▶ [SHORT PROBLEM]
Arrange every line of the records below as a numbered list, skipping any blank lines. Leave the picture markers out of your list.

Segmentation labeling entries

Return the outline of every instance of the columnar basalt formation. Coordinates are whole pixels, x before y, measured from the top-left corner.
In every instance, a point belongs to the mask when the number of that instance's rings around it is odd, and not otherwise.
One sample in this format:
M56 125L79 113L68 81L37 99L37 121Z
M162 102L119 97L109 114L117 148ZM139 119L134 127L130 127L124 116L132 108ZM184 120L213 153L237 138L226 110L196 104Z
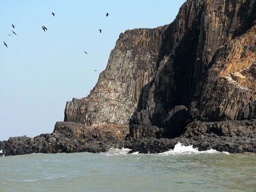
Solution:
M90 125L127 124L138 106L141 89L155 77L166 28L122 33L90 94L67 103L65 120Z
M256 0L188 0L170 24L122 33L53 133L0 141L0 156L161 152L177 142L255 152L255 119Z
M90 95L67 102L65 120L128 124L144 110L174 137L186 125L166 123L179 106L188 122L256 118L255 15L255 0L188 0L170 25L121 34Z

▶ [FINAL RESULT]
1. Return the outline of every instance of the columnar basalt formation. Coordinates are whole pixels, x before y, measured from the top-left corner.
2. In every instance, a point belongs to the mask when the number of that instance's rings around it is odd, and not otherwise.
3. One sample in this format:
4. M56 125L79 113L68 81L37 99L37 121Z
5. M162 102L119 97L109 114L117 148ZM139 119L134 127L130 127L124 116L132 108ZM184 120L213 153L237 138L226 110L196 104Z
6. Solution:
7. M90 125L127 124L138 106L141 89L155 77L166 28L122 33L90 94L67 103L65 120Z
8. M256 0L188 0L170 24L122 33L53 133L0 141L0 156L161 152L177 142L255 152L255 119Z
9. M90 95L67 102L65 120L128 124L144 110L174 137L186 125L166 123L179 106L188 122L256 118L255 15L255 0L188 0L170 25L121 34Z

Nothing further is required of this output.